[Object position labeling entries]

======

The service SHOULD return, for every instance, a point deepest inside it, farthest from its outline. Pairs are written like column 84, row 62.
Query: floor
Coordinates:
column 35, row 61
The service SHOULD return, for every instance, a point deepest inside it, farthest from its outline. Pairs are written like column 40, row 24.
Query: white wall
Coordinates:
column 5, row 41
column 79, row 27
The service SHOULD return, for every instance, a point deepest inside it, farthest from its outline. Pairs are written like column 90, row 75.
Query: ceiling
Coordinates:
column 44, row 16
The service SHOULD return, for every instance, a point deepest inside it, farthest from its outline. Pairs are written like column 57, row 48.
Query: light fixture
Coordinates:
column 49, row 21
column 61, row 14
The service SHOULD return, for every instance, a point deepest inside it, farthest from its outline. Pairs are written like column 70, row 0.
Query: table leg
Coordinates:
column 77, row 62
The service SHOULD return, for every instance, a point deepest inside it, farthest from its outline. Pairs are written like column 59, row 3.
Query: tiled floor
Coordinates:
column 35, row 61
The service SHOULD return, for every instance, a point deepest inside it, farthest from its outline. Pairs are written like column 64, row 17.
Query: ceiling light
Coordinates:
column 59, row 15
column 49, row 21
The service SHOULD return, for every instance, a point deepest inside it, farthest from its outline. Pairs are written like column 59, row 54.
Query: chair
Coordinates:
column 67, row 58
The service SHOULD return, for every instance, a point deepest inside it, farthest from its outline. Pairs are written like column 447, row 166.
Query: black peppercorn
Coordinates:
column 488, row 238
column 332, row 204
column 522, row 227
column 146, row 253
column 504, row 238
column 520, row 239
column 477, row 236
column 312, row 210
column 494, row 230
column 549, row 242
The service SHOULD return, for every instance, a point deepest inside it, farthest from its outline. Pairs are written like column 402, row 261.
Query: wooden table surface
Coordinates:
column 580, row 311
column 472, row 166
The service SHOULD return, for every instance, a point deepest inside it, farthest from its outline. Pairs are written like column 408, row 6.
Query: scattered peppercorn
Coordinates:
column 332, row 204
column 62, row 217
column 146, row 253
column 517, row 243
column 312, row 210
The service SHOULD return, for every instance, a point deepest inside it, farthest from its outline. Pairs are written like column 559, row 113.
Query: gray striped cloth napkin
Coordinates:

======

Exercise prompt: Reproduce the records word for word, starting at their first line and ending with the line that contains "column 472, row 166", both included.

Written answer:
The service SHOULD return, for every instance, a point deepest inside it, farthest from its outline. Pairs are written like column 84, row 62.
Query: floor
Coordinates:
column 35, row 61
The service SHOULD return, for every instance, a point deepest inside it, farthest from its outline. Pairs are written like column 40, row 24.
Query: white wall
Coordinates:
column 5, row 41
column 79, row 27
The service SHOULD return, for every instance, a point deepest inside it, farthest from its outline. Pairs are written like column 90, row 75.
Query: ceiling
Coordinates:
column 44, row 16
The service SHOULD return, for every instance, a point deepest inside it, farthest from its outline. Pairs are written like column 57, row 48.
Query: light fixture
Coordinates:
column 49, row 21
column 61, row 14
The service SHOULD return, for every instance, a point deepest inside it, farthest from its outline. Pairs are written like column 70, row 0.
Query: table leg
Coordinates:
column 77, row 62
The service SHOULD return, for every instance, a point deepest inside it, farthest from its outline. Pairs are written like column 59, row 3.
Query: tiled floor
Coordinates:
column 35, row 61
The service SHOULD return, for every instance, a point deepest inside it, farthest from its outline. Pairs are written like column 64, row 17.
Query: ceiling light
Coordinates:
column 59, row 15
column 49, row 21
The service SHOULD return, for every instance, a point deepest inside it, farthest from its outline. Pairs are written like column 59, row 54.
Query: chair
Coordinates:
column 67, row 58
The service SHOULD return, for every instance, a point deepest inside it, farthest from its outline. Pairs are written like column 447, row 166.
Query: black peppercorn
Coordinates:
column 488, row 238
column 332, row 204
column 522, row 227
column 146, row 253
column 504, row 238
column 520, row 239
column 477, row 236
column 312, row 210
column 494, row 230
column 549, row 242
The service SHOULD return, for every instance, a point deepest inside it, farthest from its outline. Pairs are written like column 402, row 261.
Query: wooden table surface
Coordinates:
column 580, row 311
column 472, row 166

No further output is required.